──────── GIVEN PASSAGE

Use the transparency options to go back in time
To do this, all you need is a before and after
picture of the same thing.
Make sure the after picture is over the before
image. Then you double-click the after image, which pulls up the Object Edit
toolbar. In version 3 of the software, it is really
easy because the translucency slider is on the
object edit box. Just move that slider, and you will be just like Marty McFly,
going back in time! This is great for showing global warming, before/after
history pictures, maps, etc.
Build up pages from scratch
In some activities, allow for a more spontaneous
building of a page. These activities can often have an additional quality which
is difficult to quantify. If students help to build the
page, it also gives them more ownership of their lessons.
Use folders of relevant resources
Having a folder of images which confine students to
a set of resources is a good way of focusing their attention. For example,
building a story with a set ‘choice’ will help some children to be more
effective in creating their characters/ setting etc.
Use interactive techniques to making learning
objectives fun
All my classes have enjoyed ‘guessing’ what the
learning objectives are as they are gradually revealed by one of the children. I
always have the learning objectives typed (sothey’re on the middle layer) and
initially I covered them over with thick pen (top layer) that could be gradually
rubbed out. I have also used shapes which I put onto the top layer (Design Mode
- right-click on shape) and then I started using pictures from the Resource
Library and then from the internet. That way, the objectives could be hidden
under something to do with the lesson, thereby acting as another clue!I always
expected the children to get bored of this, but it’s not happened yet!

────────────────

» REQUEST A
List every means the teaching tips mention for covering the typed learning objectives so they could be revealed gradually.
» REQUEST B
According to the teaching tips, where is the translucency slider located in version 3 of the software?
» REQUEST C
Repeat the teaching tips from "Build up pages" up to and including "of their lessons.".

──────── GIVEN RECORDS

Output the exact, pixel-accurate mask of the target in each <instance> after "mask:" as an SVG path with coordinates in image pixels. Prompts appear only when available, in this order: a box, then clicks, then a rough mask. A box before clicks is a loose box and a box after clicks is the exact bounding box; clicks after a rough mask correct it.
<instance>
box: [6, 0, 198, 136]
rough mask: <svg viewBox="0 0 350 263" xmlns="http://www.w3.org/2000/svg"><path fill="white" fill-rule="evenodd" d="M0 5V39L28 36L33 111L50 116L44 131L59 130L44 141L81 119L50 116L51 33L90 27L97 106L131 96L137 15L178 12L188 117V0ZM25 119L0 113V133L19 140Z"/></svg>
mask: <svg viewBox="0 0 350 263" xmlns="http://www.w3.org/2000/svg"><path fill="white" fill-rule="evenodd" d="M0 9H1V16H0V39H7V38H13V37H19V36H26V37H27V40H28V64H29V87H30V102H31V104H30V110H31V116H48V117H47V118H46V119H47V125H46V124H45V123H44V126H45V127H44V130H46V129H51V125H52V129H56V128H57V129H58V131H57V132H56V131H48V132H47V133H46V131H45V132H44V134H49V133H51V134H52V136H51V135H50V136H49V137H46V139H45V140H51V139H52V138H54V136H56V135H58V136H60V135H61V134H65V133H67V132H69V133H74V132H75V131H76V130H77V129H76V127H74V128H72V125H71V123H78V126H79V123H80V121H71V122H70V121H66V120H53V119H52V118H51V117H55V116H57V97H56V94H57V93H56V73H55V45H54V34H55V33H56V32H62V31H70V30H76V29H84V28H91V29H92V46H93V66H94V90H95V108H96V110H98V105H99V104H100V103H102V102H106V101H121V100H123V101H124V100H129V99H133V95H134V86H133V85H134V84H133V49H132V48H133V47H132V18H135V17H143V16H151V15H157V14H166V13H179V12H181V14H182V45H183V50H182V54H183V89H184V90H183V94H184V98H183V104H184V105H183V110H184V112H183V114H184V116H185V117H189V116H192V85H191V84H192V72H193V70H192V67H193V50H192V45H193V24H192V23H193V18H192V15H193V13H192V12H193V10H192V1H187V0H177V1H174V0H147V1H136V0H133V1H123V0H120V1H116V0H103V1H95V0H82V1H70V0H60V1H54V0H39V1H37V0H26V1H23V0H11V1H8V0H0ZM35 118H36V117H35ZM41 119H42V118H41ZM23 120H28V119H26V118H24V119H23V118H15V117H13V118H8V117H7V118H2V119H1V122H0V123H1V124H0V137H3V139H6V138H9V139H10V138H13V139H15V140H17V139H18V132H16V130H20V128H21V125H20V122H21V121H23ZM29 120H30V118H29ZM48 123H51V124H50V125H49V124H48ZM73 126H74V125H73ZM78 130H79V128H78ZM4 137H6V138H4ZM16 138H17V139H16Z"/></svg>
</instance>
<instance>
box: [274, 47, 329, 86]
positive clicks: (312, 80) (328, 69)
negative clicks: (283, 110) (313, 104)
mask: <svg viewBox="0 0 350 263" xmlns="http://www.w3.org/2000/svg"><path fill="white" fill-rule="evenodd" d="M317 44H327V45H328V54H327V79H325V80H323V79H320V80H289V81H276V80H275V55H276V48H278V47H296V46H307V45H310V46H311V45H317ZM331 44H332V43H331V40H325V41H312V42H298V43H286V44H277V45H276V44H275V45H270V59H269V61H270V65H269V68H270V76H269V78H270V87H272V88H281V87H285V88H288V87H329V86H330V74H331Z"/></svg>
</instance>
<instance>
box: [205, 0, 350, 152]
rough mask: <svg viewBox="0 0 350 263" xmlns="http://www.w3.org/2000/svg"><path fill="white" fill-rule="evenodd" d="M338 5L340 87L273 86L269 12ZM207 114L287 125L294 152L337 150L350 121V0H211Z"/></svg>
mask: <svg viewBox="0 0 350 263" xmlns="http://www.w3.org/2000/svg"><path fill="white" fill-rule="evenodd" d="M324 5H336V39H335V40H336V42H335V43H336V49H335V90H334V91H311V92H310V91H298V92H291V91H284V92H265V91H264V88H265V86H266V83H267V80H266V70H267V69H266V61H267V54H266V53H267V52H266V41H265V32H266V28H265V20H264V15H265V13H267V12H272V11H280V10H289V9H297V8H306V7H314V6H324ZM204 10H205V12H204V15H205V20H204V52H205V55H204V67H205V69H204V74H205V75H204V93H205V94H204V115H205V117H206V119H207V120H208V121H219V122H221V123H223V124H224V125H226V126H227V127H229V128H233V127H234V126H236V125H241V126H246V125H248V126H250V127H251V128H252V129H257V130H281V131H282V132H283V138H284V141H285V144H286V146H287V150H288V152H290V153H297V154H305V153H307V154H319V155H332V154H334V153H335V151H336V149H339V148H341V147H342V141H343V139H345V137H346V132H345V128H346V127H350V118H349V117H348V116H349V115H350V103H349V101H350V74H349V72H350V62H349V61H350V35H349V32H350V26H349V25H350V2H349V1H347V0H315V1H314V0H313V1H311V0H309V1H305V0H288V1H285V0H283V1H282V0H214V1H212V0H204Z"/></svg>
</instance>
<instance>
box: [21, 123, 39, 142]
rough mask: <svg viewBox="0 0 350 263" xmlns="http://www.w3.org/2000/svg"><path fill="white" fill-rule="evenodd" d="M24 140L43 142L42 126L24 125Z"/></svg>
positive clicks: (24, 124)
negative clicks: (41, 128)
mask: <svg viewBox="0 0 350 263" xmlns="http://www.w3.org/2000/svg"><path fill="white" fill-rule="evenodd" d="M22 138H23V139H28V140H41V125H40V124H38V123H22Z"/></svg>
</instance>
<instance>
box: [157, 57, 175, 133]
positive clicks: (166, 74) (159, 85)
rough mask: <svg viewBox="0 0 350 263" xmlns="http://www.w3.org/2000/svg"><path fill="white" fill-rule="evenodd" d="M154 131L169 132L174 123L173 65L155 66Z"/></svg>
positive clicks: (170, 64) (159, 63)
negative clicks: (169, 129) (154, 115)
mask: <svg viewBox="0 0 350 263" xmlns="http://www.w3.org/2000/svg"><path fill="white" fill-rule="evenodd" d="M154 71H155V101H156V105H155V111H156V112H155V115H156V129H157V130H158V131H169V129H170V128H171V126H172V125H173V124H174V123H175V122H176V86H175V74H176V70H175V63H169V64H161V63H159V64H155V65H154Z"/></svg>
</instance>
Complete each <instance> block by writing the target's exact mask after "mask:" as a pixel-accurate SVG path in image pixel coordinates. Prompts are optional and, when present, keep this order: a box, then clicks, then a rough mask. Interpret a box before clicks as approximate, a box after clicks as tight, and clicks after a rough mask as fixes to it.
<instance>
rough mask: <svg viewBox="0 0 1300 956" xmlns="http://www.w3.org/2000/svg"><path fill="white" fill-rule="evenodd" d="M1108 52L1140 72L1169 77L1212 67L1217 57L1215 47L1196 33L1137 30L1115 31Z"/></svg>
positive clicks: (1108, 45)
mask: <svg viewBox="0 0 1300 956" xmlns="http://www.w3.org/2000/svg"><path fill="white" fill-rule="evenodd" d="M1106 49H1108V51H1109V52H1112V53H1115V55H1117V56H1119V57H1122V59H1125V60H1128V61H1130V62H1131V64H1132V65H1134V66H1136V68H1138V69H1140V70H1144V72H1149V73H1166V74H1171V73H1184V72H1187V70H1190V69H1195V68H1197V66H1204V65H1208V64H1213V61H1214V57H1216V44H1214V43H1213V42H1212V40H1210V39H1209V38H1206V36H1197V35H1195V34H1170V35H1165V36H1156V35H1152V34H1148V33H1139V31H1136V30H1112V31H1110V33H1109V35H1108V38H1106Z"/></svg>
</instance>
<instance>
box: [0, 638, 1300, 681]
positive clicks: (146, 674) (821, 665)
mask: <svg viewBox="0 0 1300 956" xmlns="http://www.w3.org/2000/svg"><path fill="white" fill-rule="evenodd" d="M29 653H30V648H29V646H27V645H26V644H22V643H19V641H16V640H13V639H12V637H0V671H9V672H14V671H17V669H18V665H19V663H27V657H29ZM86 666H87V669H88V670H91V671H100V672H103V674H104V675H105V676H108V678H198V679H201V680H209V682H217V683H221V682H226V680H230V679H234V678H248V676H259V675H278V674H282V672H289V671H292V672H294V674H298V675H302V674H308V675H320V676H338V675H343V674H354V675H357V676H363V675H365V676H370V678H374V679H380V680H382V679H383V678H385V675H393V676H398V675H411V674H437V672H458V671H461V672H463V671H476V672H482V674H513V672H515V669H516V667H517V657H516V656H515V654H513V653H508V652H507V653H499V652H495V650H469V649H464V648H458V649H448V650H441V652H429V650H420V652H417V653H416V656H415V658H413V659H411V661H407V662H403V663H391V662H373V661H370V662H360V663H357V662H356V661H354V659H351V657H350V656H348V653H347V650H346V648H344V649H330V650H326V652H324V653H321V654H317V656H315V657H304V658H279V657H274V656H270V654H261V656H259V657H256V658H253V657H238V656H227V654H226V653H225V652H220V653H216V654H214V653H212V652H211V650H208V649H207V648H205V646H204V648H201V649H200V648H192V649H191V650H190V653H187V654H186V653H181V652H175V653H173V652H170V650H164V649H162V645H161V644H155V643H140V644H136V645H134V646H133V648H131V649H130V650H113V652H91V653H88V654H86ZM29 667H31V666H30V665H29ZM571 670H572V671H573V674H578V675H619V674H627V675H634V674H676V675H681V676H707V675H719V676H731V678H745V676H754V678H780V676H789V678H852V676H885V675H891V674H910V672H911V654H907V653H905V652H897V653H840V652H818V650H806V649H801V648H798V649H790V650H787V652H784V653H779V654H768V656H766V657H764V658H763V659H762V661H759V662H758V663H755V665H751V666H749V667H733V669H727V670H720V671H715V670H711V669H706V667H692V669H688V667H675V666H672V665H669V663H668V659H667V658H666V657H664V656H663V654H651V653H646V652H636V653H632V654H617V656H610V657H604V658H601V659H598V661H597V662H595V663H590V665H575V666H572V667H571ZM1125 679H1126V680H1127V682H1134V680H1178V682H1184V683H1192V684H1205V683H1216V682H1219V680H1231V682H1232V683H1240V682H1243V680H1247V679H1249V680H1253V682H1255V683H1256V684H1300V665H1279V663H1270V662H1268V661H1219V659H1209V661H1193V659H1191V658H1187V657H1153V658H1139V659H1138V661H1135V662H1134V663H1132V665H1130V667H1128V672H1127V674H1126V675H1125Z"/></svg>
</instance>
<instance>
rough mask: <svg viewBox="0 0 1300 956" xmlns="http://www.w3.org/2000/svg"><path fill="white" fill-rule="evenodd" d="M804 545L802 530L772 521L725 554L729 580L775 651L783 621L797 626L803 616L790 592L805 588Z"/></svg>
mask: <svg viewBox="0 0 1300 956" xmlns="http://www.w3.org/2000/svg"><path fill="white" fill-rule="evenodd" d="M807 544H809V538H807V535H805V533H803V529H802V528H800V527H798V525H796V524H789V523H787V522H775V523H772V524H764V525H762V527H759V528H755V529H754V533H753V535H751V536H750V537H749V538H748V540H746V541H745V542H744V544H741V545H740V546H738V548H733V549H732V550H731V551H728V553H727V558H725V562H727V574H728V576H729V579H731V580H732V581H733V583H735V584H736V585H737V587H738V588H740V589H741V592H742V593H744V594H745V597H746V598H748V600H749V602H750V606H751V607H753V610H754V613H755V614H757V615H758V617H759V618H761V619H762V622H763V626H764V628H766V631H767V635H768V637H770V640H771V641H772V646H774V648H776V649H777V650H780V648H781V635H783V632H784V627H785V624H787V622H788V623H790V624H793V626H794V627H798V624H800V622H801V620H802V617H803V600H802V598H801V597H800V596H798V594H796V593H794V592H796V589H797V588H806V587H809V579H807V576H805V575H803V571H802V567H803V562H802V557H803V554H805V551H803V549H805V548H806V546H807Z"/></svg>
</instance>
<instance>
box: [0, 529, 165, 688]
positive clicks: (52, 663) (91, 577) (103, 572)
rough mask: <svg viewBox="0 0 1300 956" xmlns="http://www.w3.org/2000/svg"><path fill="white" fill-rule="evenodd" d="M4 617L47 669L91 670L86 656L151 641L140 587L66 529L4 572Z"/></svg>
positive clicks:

────────────────

» ANSWER AREA A
- Thick pen on the top layer that could be rubbed out
- Shapes put onto the top layer
- Pictures from the Resource Library
- Pictures from the internet

» ANSWER AREA B
It is on the object edit box.

» ANSWER AREA C
Build up pages from scratch
In some activities, allow for a more spontaneous
building of a page. These activities can often have an additional quality which
is difficult to quantify. If students help to build the
page, it also gives them more ownership of their lessons.